■ **Work order**
As the answer, give every line of the records that includes the word "tile".

■ **Data provided**
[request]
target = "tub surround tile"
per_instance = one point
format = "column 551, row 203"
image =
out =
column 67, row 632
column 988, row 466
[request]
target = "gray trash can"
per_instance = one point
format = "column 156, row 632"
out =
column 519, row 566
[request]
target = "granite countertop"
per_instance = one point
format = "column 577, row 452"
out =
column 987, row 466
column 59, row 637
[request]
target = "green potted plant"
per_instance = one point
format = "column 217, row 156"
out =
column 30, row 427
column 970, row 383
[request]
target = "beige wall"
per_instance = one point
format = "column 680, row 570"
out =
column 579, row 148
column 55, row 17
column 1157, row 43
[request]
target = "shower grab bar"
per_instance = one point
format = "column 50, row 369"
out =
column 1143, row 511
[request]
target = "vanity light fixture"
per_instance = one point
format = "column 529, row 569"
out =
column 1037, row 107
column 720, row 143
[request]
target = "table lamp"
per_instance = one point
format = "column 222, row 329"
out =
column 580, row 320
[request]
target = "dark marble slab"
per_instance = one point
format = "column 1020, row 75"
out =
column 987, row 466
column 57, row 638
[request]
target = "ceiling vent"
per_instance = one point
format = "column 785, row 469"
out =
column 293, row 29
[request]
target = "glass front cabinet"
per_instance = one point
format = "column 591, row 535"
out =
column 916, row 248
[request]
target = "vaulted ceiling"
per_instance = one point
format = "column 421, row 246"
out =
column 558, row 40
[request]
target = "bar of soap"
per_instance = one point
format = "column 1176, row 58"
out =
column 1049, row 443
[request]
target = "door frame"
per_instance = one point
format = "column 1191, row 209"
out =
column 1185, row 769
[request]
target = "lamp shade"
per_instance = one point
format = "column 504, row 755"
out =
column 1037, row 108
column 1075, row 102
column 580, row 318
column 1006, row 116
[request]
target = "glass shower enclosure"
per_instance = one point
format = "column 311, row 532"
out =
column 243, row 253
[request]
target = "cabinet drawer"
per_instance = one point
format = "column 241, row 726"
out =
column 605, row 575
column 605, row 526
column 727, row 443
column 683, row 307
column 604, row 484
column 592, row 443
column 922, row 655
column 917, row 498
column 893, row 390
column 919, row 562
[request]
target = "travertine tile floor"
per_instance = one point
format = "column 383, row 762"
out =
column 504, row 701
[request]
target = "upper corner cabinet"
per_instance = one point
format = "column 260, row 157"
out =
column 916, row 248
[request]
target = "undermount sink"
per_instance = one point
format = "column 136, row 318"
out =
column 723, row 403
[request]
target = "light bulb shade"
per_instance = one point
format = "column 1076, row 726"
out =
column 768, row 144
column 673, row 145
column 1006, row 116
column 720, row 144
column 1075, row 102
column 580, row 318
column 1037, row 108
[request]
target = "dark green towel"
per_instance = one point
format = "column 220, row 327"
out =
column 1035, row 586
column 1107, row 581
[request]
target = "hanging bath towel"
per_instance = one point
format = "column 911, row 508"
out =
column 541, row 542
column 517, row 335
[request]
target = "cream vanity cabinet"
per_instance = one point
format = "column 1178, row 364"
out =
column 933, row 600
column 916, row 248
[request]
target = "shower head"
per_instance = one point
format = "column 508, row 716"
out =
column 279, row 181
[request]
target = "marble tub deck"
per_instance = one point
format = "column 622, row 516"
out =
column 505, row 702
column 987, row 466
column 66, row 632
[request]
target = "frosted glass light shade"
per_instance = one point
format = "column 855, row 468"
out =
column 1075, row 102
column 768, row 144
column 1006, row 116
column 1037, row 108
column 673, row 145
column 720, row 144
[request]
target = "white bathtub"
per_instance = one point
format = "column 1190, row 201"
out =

■ **Your solution**
target = "tub surround tile"
target = "travertine tile floor"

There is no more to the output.